Extracted text:
※
REG-Halloween DUI event

Exeter police Sgt. David M. Bentz, Berks County coordinator for the North Central Regional DUI Enforcement program, asks the public to refrain from driving drunk or impaired on Halloween weekend, noting there are lots of trick-or-treaters walking on the roads and people hosting parties.

 With a corn maze as a backdrop, Berks County law enforcement officers warned motorists Friday not to drive drunk or impaired on Halloween, noting that it is one of the most deadly nights on the highways.

 “DUI remains  a problem in 2020,” Sgt. David M. Bentz, Berks County coordinator for the North Central Regional DUI Enforcement program, said during a press conference at Wilcox Farms on South Reading Avenue in Douglass Township

“We continue to make DUI arrests, and law enforcement is going to target these drivers in the next two weeks to get them off the roads to make the roads safer for our motoring public.”

Police are ramping up patrols in anticipation of lots of trick-or-treaters walking on the roads and people hosting small parties during Halloween weekend.

They are asking motorists to stay off the roads if they are impaired from drinking, smoking marijuana, taking drugs, including prescriptions, or any sleep medication.

“We like to tell people, if you feel different, you will drive differently,” Bentz said.

“Halloween is a challenging night for law enforcement,” he said. “Our game plan hasn’t changed because of the coronavirus.”

Bentz said that party hosts should collect keys and have designated drivers drive anyone who is drunk or impaired home. He noted that calling an Uber or Lyft driver for a ride home is also an option.

Douglass Township Police Chief John Dzurek said agencies across Berks County are working to keep all resident safe this Halloween by keeping drunk and impaired drivers off the roads.

“Let’s keep Halloween and every day safe and sober,” Dzurek said.

The event was part of a U.S. Department of Transportation National Highway Safety Administration campaign, “Buzzed Driving is Drunk Driving,” to spread the message to make Halloween a happy memory, not a tragic nightmare. It was hosted by the Berks County DUI Task Force.

The highway administration provided these statistics about Halloween night:

  • From 2014 to 2018, there were a total of 145 people killed in drunken driving crashes.
  • In 2018, there were 13 vehicle occupants and two pedestrians killed, and adults between the ages of 21 and 34 had the highest percentage of fatalities.
  • DUI could cost $10,000 in attorney fees, fines, higher insurance and towing fees.

During the pandemic, police officers are following the guidelines of the U.S. Centers for Disease Control and Prevention guidelines.

They are routinely taking photographs of driver's licenses during traffic stops instead of touching the licenses. 

Steve Schultz, owner of the Wilcox Farms, said the business was happy to host the police to get the message out to the community for safe driving.

He said that community groups and families are just getting out to visit the farm, which features a corn maze, hayrides and a country store.
※
Assignment: Reproduce word for word the portion of the Halloween DUI article that begins with "The event was" and ends after "drunken driving crashes.".

Natural language descriptions of regions:
※
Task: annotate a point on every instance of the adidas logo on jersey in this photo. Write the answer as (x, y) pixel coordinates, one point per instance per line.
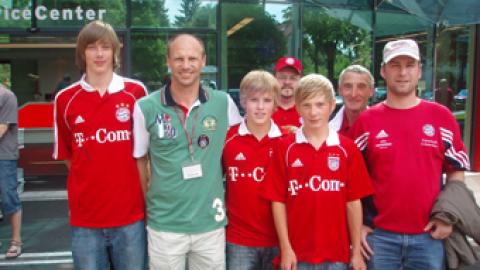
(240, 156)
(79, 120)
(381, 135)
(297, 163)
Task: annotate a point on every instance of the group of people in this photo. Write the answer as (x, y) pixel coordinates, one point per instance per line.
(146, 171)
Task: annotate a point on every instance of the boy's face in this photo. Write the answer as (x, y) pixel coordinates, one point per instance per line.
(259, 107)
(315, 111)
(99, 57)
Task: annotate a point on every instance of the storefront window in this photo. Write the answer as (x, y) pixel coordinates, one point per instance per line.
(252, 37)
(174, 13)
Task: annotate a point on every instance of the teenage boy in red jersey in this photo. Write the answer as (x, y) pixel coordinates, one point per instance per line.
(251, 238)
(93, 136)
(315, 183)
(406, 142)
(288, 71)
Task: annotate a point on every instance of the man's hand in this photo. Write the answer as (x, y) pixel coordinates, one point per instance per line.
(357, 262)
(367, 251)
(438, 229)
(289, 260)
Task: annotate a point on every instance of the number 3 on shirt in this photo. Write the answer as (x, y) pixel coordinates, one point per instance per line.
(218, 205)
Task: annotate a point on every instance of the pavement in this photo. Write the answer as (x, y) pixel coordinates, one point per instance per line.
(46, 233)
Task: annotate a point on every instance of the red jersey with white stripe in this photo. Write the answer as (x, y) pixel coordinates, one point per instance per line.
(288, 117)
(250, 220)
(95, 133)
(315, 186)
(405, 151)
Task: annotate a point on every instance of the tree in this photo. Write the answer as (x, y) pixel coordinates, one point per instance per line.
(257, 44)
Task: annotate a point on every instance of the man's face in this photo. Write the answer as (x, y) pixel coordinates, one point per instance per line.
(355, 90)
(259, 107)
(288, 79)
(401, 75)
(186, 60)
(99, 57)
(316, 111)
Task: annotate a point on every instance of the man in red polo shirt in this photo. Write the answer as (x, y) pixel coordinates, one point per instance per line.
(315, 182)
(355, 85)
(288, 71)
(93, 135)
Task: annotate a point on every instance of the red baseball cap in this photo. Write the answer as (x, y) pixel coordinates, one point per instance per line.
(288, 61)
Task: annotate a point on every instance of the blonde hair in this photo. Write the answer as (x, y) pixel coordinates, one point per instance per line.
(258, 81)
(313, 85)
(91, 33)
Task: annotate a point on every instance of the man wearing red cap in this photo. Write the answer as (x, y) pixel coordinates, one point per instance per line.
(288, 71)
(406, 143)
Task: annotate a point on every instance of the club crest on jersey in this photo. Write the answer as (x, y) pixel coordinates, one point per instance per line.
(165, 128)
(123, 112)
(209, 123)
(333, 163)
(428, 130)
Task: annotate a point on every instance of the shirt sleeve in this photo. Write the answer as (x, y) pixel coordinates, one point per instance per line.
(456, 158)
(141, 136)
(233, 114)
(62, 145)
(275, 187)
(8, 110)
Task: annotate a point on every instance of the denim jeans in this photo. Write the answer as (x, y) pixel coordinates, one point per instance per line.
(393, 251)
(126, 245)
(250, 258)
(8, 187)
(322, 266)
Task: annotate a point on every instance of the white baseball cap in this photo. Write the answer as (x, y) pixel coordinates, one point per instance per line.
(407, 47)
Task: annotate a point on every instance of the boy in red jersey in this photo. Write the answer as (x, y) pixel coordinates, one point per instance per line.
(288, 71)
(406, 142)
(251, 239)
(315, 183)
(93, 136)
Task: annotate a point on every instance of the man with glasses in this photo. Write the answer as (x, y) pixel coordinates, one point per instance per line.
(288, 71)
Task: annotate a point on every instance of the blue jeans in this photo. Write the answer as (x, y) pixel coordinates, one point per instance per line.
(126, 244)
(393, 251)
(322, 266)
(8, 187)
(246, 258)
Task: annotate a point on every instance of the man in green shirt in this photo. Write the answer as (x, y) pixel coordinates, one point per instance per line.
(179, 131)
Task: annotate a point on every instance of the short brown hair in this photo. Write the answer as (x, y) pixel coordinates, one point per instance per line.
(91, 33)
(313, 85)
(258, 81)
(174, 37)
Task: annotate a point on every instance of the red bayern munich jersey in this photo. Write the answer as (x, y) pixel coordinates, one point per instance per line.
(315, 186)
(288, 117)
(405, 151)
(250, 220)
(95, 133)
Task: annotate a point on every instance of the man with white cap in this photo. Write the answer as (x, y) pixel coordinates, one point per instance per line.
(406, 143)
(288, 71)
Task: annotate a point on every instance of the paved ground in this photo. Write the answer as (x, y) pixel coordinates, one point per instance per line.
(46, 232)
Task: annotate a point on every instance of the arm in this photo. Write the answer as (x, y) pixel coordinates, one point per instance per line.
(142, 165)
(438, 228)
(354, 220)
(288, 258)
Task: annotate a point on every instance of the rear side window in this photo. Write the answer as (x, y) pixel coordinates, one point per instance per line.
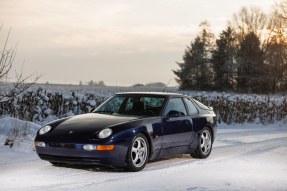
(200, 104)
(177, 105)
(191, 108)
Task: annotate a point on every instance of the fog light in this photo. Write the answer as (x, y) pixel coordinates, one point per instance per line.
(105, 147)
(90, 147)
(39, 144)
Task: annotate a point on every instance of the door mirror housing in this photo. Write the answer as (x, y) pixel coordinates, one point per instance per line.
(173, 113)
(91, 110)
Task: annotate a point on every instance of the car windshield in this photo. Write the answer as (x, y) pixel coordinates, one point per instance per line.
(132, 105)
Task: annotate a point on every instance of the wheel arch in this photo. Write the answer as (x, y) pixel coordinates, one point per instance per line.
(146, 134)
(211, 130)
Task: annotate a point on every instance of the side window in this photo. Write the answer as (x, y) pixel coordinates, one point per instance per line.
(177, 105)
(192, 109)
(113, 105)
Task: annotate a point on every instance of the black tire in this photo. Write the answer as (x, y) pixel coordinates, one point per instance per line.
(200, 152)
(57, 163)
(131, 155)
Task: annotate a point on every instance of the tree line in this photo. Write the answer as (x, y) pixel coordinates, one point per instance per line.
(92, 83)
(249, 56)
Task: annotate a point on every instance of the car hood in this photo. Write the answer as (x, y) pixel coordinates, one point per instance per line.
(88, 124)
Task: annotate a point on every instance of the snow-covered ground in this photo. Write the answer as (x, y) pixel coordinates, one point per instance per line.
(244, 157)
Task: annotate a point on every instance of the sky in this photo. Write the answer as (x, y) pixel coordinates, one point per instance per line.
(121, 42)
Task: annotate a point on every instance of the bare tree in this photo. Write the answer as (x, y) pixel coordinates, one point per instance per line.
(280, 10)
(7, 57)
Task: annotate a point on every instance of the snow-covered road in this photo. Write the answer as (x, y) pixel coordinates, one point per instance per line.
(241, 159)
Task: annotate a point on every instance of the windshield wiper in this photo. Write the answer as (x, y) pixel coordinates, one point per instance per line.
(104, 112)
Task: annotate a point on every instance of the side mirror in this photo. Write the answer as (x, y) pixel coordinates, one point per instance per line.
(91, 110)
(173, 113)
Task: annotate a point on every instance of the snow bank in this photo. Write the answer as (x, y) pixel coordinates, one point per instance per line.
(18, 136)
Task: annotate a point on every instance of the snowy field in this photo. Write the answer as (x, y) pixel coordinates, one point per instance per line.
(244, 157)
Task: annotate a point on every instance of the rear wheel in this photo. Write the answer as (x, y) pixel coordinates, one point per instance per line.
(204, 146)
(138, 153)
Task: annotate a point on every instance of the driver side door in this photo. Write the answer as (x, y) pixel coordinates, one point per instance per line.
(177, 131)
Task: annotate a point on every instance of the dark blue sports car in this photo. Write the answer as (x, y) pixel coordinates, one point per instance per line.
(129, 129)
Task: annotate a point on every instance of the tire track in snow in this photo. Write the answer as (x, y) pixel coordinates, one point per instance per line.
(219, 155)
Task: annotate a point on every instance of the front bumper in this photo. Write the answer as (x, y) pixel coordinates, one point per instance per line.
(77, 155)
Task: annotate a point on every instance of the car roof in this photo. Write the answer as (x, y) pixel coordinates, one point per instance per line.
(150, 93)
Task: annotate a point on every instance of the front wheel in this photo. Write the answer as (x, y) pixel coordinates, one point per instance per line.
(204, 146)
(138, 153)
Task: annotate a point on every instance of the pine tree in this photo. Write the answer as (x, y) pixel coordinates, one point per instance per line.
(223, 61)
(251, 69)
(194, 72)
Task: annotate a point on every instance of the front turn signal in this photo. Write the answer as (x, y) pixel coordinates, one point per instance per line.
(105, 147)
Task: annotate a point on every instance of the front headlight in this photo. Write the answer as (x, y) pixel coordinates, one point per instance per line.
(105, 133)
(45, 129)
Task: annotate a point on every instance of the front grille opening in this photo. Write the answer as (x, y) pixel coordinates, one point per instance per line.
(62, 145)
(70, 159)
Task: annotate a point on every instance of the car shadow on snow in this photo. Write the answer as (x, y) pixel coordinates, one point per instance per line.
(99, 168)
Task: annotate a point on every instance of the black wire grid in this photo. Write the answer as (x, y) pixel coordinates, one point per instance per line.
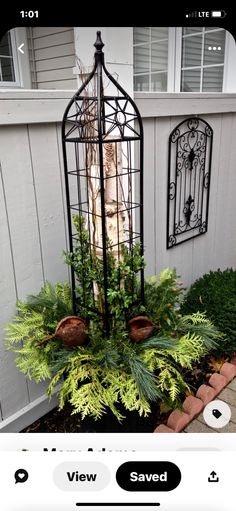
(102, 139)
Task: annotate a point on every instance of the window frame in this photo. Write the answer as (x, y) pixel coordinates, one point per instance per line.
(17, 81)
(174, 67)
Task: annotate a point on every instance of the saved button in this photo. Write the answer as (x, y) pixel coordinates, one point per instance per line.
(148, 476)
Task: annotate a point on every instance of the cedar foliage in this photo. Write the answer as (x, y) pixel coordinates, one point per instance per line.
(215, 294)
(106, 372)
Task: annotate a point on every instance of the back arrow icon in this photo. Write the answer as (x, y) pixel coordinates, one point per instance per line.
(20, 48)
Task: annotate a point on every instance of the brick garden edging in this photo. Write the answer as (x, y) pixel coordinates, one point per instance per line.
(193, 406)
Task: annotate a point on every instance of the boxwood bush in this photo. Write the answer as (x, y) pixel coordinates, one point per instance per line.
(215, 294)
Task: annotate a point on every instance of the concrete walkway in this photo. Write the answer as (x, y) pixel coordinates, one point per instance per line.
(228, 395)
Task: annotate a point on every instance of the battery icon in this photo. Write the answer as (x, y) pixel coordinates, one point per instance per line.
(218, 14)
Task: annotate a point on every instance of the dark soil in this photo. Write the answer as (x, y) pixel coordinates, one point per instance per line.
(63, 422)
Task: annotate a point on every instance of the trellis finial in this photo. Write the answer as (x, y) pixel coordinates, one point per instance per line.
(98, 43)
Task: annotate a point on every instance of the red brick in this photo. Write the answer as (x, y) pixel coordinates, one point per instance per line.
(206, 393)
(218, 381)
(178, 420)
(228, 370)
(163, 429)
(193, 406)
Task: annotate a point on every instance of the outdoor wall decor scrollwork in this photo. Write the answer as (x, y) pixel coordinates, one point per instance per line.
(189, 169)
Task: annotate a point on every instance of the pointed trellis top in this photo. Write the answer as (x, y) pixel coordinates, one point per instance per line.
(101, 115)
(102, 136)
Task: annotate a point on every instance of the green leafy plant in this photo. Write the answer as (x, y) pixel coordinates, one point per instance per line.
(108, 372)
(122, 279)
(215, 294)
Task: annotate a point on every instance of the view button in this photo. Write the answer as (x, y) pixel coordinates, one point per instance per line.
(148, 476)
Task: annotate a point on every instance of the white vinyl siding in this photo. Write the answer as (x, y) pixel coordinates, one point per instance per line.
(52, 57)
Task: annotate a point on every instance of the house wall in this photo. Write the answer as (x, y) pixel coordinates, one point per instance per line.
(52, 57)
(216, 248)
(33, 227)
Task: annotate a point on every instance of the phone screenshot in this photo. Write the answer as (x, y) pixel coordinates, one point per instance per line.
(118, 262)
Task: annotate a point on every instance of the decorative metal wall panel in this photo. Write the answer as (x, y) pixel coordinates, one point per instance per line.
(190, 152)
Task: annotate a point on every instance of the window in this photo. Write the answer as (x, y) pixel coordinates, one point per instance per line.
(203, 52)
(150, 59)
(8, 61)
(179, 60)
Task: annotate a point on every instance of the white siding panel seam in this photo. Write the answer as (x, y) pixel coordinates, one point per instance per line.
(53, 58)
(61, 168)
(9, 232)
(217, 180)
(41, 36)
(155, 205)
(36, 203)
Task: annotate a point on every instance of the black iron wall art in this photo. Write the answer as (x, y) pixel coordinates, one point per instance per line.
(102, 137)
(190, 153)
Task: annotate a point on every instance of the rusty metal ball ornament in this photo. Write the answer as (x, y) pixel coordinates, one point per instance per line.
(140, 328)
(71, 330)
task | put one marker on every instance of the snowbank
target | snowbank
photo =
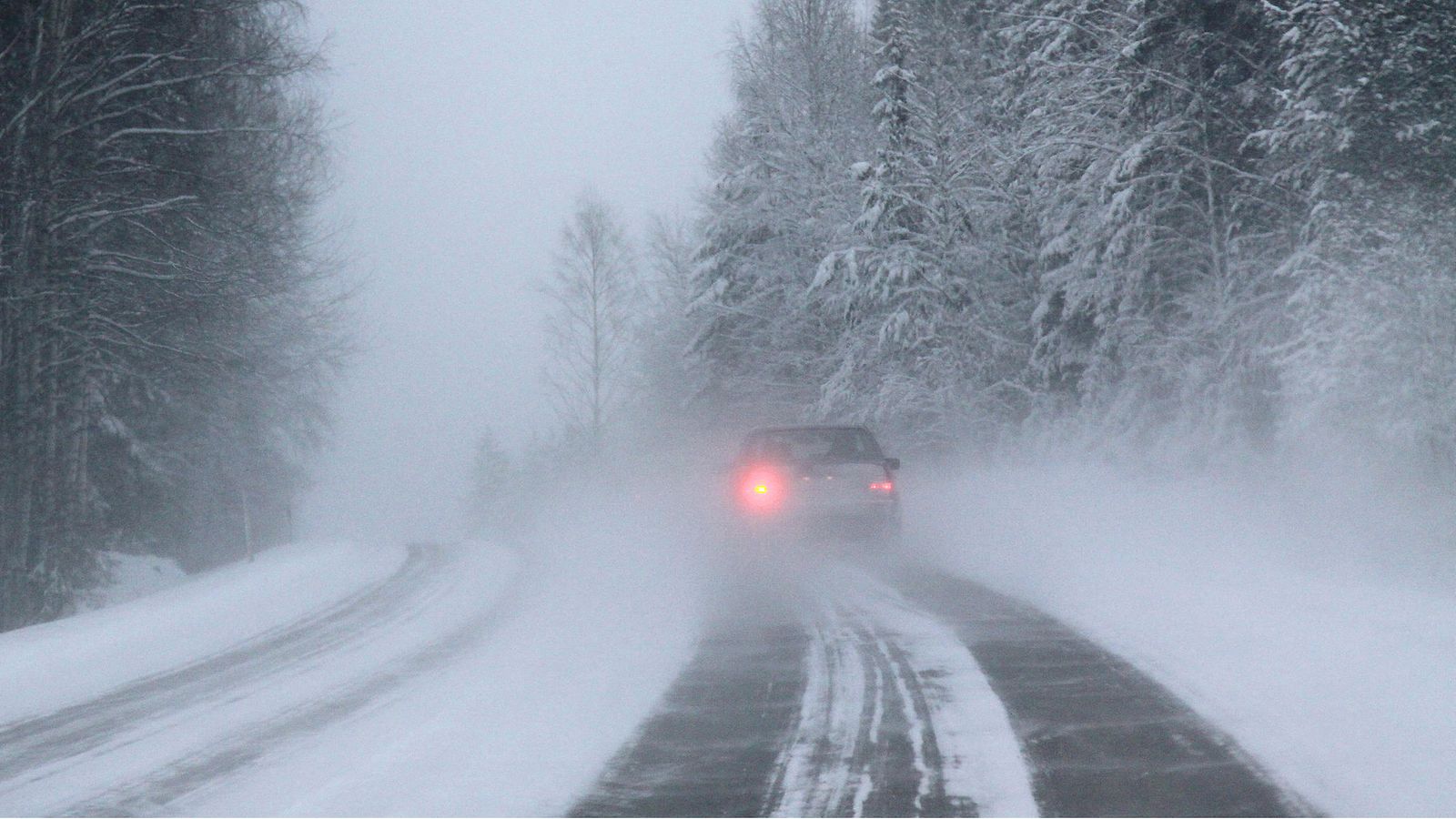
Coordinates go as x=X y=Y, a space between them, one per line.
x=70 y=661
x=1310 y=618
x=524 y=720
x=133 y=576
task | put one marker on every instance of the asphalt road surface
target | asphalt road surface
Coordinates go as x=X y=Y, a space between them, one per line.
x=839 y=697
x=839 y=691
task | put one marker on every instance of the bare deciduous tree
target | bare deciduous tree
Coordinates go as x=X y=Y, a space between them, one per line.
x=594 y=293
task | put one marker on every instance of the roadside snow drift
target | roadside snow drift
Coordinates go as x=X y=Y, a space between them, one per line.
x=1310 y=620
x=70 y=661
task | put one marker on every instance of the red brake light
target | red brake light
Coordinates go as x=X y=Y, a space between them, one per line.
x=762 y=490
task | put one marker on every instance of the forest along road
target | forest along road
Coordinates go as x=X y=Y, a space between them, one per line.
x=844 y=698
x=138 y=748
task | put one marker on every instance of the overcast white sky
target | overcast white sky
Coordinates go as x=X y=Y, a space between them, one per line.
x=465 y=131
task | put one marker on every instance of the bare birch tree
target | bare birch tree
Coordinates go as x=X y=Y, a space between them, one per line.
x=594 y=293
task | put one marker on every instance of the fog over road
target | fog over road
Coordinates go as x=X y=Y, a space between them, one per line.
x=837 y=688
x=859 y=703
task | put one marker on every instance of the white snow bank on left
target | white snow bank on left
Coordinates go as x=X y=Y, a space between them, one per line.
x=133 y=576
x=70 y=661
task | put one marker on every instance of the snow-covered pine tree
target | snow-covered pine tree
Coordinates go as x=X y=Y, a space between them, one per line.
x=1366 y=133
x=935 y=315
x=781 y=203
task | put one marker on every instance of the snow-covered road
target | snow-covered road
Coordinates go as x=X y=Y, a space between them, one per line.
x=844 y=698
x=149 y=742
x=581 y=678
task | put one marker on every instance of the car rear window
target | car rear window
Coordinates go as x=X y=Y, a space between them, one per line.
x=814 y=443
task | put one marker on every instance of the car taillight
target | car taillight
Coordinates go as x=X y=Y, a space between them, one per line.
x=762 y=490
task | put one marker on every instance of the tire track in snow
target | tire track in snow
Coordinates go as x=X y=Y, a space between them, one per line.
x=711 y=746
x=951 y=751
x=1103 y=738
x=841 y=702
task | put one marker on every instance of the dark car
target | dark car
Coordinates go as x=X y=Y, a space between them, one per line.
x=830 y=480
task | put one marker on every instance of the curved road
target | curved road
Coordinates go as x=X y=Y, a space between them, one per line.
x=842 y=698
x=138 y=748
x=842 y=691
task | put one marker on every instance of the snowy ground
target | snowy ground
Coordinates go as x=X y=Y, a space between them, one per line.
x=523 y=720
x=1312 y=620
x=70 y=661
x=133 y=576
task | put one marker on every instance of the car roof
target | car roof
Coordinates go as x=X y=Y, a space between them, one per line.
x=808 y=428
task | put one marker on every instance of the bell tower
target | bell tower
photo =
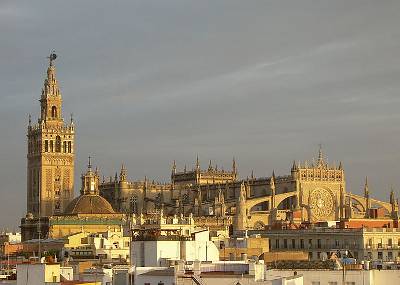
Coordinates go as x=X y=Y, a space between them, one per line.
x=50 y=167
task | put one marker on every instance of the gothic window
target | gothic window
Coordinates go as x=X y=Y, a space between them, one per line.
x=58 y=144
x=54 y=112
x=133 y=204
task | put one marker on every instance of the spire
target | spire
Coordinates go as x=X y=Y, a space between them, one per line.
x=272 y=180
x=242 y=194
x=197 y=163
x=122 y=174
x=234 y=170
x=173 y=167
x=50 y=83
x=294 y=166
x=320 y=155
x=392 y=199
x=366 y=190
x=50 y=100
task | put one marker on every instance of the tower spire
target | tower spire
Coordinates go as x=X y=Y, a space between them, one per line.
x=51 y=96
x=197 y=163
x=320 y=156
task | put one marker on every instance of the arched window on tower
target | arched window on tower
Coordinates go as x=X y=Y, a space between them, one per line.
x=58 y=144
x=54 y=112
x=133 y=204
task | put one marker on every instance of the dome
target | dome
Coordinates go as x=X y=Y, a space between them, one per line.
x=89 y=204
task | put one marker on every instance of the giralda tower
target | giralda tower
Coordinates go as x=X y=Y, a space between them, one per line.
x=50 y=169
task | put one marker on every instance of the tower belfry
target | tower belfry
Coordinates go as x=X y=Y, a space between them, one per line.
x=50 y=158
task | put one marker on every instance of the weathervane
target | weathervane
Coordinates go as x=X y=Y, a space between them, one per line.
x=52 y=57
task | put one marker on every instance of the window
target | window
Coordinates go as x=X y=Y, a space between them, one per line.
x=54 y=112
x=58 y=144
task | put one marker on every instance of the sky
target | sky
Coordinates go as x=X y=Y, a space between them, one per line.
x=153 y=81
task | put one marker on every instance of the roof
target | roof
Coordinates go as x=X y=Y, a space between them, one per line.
※
Exercise solution:
The event was part of a U.S. Department of Transportation National Highway Safety Administration campaign, “Buzzed Driving is Drunk Driving,” to spread the message to make Halloween a happy memory, not a tragic nightmare. It was hosted by the Berks County DUI Task Force.

The highway administration provided these statistics about Halloween night:

  • From 2014 to 2018, there were a total of 145 people killed in drunken driving crashes.